--- TEXT TO READ ---
BEGIN

# Employment website



## angel363 (Jul 31, 2011)

Hi,

I'm moving to Cochrane, Alberta, later this year and I want to seek employment before I arrive. Is it comon in Canada for jobs to be advertised online? Is there one or a couple of major job seeking websites?

Thanks to anyone who can help point me in the right direction.


----------



## G-Mo (Aug 17, 2011)

Free Jobs Database jobbank.ca
Search Jobs in Canada. Find a New Career. Get Employed. | Workopolis


----------



## EVHB (Feb 11, 2008)

But it will be difficult to find a job if you are not already here...


----------



## angel363 (Jul 31, 2011)

Well at least I can look at what types of jobs are available and what pay is offered before I arrive. I'm trying to think positively about the move.

Thanks G-Mo.


----------



## EVHB (Feb 11, 2008)

That's the spirit!


----------



## eckmeister (Apr 17, 2011)

I agree, it appears very difficult to find work in Canada when you are still in the UK.
We are PR ( landed @TO, stayed a while, and came back to close our affairs) and I have found it very annoying that I rarely get an acknowledgment that my resume has even been received. 
The response, if any, is 'PR and you are still in Scotland?'
This has not deterred us, we are going to Edmonton this Spring. 

I have not doubt that there are plenty of employment opportunities there, and as a professional engineer, I will find work, but its not encouraging that there appears to be so many opportunities but minimal responses. 
I dont know if the initial resume screening is automated and if its from overseas then its archived in the bin?

Cant wait for our new adventure to begin.

Good Luck
Alex


----------



## DavidHudson (Apr 7, 2010)

Have been in Vancouver since last April and my wife and I are both working now. Be warned the recruitment practices are different to the uk and a reply is rarely received. Together we must have applied for over thirty jobs and never got any acknowledgement even when in the country. You will get there but don't expect much in the way of replies I got one thanks but no thanks.


----------



## onewayticket (Jan 20, 2012)

END

Records contained in a dataset

BEGIN

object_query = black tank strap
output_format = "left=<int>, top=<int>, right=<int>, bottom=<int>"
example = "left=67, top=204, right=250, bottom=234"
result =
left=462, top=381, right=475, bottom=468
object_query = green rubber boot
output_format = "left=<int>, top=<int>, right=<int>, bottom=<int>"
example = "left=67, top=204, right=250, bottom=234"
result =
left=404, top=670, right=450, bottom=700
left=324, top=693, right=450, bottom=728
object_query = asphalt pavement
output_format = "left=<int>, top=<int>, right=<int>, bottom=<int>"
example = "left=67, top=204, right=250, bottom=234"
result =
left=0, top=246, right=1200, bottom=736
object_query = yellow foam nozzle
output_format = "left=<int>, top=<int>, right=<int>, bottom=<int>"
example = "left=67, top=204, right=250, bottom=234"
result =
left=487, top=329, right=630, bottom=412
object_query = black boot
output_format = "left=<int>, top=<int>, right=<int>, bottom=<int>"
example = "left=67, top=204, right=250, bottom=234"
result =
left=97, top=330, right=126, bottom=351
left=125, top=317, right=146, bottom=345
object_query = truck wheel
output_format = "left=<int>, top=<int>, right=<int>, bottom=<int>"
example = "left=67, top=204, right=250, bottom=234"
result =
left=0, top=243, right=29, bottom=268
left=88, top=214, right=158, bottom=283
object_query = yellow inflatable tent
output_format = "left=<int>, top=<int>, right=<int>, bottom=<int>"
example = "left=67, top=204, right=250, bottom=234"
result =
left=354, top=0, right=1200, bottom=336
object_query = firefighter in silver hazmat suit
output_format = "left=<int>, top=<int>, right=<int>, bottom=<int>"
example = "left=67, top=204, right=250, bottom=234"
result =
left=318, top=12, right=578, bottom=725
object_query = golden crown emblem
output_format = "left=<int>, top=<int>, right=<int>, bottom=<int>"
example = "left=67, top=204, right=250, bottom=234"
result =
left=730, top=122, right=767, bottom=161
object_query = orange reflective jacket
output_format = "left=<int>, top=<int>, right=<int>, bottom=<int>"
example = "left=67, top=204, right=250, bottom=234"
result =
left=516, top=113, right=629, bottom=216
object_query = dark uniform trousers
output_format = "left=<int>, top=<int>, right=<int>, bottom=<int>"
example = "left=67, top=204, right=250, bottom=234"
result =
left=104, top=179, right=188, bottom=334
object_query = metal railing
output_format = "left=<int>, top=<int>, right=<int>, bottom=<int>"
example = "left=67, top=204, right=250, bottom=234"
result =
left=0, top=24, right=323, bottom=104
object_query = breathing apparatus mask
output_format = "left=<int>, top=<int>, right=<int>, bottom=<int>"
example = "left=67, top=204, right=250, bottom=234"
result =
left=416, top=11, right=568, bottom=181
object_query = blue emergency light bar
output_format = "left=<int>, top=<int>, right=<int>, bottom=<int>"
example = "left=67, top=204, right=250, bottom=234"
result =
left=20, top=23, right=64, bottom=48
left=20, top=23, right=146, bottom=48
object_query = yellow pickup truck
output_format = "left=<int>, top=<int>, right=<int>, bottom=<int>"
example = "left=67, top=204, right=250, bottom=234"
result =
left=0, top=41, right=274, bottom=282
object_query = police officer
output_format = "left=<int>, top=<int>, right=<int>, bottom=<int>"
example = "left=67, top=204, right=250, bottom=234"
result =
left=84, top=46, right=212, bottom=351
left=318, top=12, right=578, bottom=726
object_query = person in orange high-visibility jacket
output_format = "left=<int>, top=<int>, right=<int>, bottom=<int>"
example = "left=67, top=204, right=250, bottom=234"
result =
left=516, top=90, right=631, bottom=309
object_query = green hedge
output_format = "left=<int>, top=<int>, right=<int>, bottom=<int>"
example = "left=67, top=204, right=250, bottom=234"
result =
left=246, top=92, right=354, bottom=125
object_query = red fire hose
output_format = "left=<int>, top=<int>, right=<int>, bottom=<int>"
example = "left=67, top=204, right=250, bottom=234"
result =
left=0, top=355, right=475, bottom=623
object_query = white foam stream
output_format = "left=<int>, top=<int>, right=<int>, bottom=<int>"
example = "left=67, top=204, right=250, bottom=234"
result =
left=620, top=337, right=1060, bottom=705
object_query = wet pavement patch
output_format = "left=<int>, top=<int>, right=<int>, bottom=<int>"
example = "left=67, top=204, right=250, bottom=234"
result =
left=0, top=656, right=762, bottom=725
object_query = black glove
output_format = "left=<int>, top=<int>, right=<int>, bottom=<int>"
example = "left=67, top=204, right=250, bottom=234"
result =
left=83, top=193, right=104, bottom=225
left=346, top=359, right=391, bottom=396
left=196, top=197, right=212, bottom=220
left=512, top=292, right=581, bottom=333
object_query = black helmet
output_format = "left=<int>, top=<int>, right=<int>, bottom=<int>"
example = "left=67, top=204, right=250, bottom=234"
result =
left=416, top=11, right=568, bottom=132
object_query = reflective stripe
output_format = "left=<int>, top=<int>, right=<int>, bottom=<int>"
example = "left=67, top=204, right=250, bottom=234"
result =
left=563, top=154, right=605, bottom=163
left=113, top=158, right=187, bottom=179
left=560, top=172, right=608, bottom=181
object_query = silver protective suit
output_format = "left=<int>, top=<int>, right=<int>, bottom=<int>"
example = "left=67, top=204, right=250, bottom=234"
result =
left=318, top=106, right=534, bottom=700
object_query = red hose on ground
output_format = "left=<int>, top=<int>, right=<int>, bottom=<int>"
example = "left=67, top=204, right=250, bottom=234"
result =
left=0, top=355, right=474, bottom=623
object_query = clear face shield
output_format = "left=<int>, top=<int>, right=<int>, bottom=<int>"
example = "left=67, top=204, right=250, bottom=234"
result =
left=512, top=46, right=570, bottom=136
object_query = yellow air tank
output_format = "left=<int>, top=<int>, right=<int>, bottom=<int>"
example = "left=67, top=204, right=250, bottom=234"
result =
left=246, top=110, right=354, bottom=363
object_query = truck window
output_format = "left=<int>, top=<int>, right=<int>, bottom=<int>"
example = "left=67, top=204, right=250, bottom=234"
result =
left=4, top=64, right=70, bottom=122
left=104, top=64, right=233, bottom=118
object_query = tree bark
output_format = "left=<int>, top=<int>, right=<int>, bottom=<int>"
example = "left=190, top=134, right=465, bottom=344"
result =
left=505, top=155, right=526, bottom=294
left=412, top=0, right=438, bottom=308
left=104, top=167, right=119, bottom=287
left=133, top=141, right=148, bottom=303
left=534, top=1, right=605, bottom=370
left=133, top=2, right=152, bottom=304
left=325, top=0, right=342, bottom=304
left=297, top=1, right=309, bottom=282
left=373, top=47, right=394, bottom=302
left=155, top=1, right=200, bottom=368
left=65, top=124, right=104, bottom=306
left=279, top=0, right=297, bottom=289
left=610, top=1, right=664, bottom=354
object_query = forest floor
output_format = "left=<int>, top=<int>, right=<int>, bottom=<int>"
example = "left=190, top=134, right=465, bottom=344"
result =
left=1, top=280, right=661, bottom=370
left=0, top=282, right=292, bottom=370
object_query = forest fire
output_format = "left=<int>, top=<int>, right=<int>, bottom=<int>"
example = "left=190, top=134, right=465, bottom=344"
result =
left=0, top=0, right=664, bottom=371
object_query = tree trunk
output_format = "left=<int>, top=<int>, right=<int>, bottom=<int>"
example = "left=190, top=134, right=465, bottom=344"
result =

END

--- REQUESTS ---
[a] Which usernames appear as post headers in the forum thread about job websites in Canada?
[b] In the forum thread about job websites in Canada, which city does eckmeister say the family is going to this spring?
[c] Pick up the forum thread about job websites in Canada after its last line and keep it going.

--- ANSWERS TO EACH TASK ---
[a] angel363, G-Mo, EVHB, eckmeister, DavidHudson, onewayticket

[b] Edmonton

[c]
I've found wowjobs to be helpful, it's more of a search engine that shows results from different sites.


----------



## Simon9999 (Mar 16, 2012)

*Job Boards*

In my experience I've found it more productuve and efficient to go directly to the Home web pages of the companies and firms you might be interested in working for. Whether it be engineering, applied science or any other professional or technical job those companies often advertise directly on their websites. The other place is on the websites of the professional and technical associations that are associated with the different professions. The big "jobs galore" websites, that usually have some kind of fee, are not the best place to look...at least not in my experience.

Try this link...you can search by province or by company.

Environmental Jobs and Careers

This covers a wide range of technical and professional jobs.


----------



## suekimberly (Aug 5, 2011)

angel363 said:


> Well at least I can look at what types of jobs are available and what pay is offered before I arrive. I'm trying to think positively about the move.
> 
> Thanks G-Mo.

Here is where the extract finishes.